--- BEGIN ---
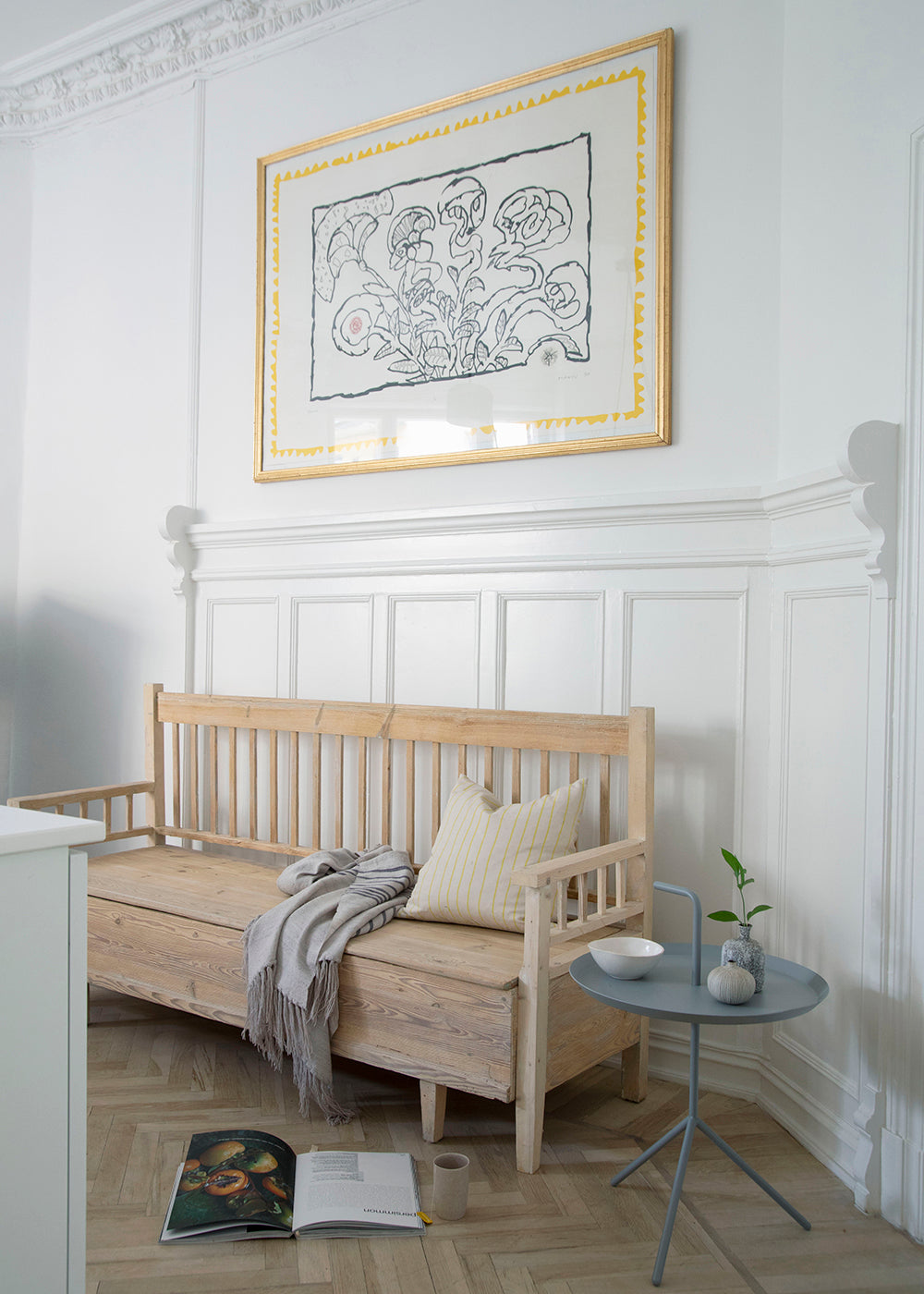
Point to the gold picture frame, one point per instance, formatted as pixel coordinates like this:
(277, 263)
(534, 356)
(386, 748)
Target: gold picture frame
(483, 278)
--- END ---
--- BEGIN ---
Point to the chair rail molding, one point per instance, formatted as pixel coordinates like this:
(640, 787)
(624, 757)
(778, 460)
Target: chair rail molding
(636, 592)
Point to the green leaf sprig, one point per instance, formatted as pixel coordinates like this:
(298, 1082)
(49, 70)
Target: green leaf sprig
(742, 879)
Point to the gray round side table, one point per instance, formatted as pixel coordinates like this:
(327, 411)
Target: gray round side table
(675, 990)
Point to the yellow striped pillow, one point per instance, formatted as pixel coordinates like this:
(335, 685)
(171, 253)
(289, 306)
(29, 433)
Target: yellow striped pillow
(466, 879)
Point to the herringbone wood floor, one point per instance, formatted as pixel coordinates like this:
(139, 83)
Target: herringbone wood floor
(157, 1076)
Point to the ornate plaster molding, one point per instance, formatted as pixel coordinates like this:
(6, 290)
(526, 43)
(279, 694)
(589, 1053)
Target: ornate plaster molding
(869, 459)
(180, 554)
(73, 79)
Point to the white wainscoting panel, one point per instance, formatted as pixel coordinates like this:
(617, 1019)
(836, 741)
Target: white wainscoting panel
--- END ---
--- BEGIN ---
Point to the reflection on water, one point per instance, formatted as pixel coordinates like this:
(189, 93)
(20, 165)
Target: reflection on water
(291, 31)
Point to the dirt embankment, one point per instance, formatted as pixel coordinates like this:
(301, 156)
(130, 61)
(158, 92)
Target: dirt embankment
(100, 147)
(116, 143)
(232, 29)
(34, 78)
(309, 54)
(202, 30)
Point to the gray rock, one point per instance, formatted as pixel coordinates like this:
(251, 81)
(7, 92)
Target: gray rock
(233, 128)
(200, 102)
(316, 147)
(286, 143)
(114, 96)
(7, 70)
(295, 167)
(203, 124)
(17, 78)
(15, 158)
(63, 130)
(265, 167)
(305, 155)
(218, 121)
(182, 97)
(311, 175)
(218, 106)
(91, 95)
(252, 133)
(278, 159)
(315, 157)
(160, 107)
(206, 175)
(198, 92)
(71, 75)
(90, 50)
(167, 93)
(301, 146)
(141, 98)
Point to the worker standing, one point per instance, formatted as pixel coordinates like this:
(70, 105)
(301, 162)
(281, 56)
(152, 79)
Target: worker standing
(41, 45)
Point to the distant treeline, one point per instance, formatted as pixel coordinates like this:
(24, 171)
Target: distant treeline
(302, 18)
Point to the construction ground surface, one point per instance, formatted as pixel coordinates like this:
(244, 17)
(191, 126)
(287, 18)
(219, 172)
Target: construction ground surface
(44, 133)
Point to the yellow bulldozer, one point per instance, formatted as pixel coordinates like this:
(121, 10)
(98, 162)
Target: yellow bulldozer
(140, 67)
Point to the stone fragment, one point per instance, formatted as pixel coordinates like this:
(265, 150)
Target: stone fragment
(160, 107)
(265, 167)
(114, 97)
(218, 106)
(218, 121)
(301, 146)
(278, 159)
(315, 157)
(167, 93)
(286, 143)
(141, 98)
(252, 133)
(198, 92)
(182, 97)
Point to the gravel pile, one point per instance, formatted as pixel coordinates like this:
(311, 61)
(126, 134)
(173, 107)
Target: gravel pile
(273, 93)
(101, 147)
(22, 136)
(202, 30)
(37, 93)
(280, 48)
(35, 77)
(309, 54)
--- END ---
[TO DO] Reproduce only the rows between the lines holding "Point to the herringbone" and "Target: white wainscoting panel", inclusive, swapping "ornate plaster molding" for "carved plaster molding" and leaving everything else unchanged.

[TASK RESPONSE]
Point to the herringbone wood floor, one point per instance, formatted as pixel coordinates like this:
(139, 83)
Target: herringbone wood floor
(157, 1076)
Point to the carved plaster molding, one point per instance, formatted as pixel coordinates like this:
(6, 290)
(526, 43)
(279, 694)
(589, 1053)
Target: carved plaster molding
(869, 459)
(180, 554)
(73, 79)
Point to the white wainscoting panel, one point per instance, formatted as pixel coordinates like this:
(617, 1019)
(836, 741)
Target: white wainscoting panel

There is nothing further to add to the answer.